→ **Exercise goal**: Please give the records below back in full, exactly as shown.

→ **Data provided**:
————————

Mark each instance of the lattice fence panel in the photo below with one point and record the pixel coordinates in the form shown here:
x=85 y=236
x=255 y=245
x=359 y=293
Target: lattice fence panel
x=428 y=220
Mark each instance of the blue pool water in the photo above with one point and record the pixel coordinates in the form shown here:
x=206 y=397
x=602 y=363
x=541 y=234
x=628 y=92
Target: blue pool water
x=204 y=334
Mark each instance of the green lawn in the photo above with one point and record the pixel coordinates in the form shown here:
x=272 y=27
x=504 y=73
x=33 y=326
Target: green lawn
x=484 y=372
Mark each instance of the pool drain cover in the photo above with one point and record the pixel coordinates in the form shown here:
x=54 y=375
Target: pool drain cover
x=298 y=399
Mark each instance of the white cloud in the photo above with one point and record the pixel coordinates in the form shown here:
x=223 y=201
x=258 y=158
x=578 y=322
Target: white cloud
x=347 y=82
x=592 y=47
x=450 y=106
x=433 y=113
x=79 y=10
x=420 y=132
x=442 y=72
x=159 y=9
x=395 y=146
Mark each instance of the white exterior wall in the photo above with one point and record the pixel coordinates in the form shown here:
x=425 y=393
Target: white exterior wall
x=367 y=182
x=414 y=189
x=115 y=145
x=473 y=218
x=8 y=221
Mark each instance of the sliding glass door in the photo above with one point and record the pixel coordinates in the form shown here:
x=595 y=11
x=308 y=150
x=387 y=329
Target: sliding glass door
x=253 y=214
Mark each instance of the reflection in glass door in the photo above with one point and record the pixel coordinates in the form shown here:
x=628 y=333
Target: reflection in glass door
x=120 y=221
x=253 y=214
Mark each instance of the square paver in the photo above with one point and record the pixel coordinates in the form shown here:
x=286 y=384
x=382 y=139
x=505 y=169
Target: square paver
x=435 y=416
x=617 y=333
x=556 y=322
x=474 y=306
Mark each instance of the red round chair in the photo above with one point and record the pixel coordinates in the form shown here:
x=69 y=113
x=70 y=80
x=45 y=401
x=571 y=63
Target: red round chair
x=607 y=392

————————

→ **Answer space**:
Mark each instance of the lattice fence panel in the photo below with one point and record the pixel coordinates in the form shown here:
x=85 y=236
x=255 y=245
x=359 y=293
Target: lattice fence panel
x=428 y=220
Mark each instance of the blue pool water in the photo above with one point and record the pixel coordinates in the form shown here:
x=206 y=397
x=602 y=363
x=541 y=234
x=628 y=92
Target: blue pool water
x=204 y=334
Mark each instance of the green lawn in the photo above with one point and record the pixel coordinates in the form shown here:
x=272 y=27
x=504 y=73
x=33 y=326
Target: green lawn
x=484 y=372
Mark each instance of the pool drain cover in the photo above with one point and record the pixel coordinates in the form shown here:
x=54 y=375
Target: pool drain cover
x=298 y=399
Mark each instance of the white cloud in the photo above with one point and record the pixel coordinates in the form shown here:
x=223 y=201
x=258 y=158
x=578 y=322
Target: white cloud
x=347 y=82
x=592 y=47
x=450 y=106
x=433 y=113
x=79 y=10
x=420 y=132
x=442 y=72
x=159 y=9
x=395 y=146
Mark each instance of the white exterior wall in the photo above with one point and record the pixel coordinates in the form shown here:
x=425 y=393
Target: white exterior wall
x=367 y=182
x=414 y=189
x=115 y=145
x=473 y=218
x=8 y=221
Mark each instance of the sliding glass door in the photo above with one point and record the pixel coordinates in the form shown here:
x=595 y=11
x=308 y=150
x=387 y=329
Target: sliding glass door
x=253 y=214
Mark each instance of the reflection in glass door in the photo above with one point and record the pixel coordinates in the form shown here:
x=628 y=333
Target: reflection in glass door
x=120 y=221
x=253 y=214
Mark each instance of the square paver in the photo above with one point and record the pixel coordinates in the form shown here:
x=286 y=384
x=382 y=139
x=505 y=169
Target: square paver
x=435 y=416
x=617 y=333
x=556 y=322
x=474 y=306
Mark each instance of the red round chair in the photo above with one point and record the pixel coordinates in the form shown here:
x=69 y=113
x=70 y=80
x=45 y=401
x=571 y=63
Target: red round chair
x=607 y=392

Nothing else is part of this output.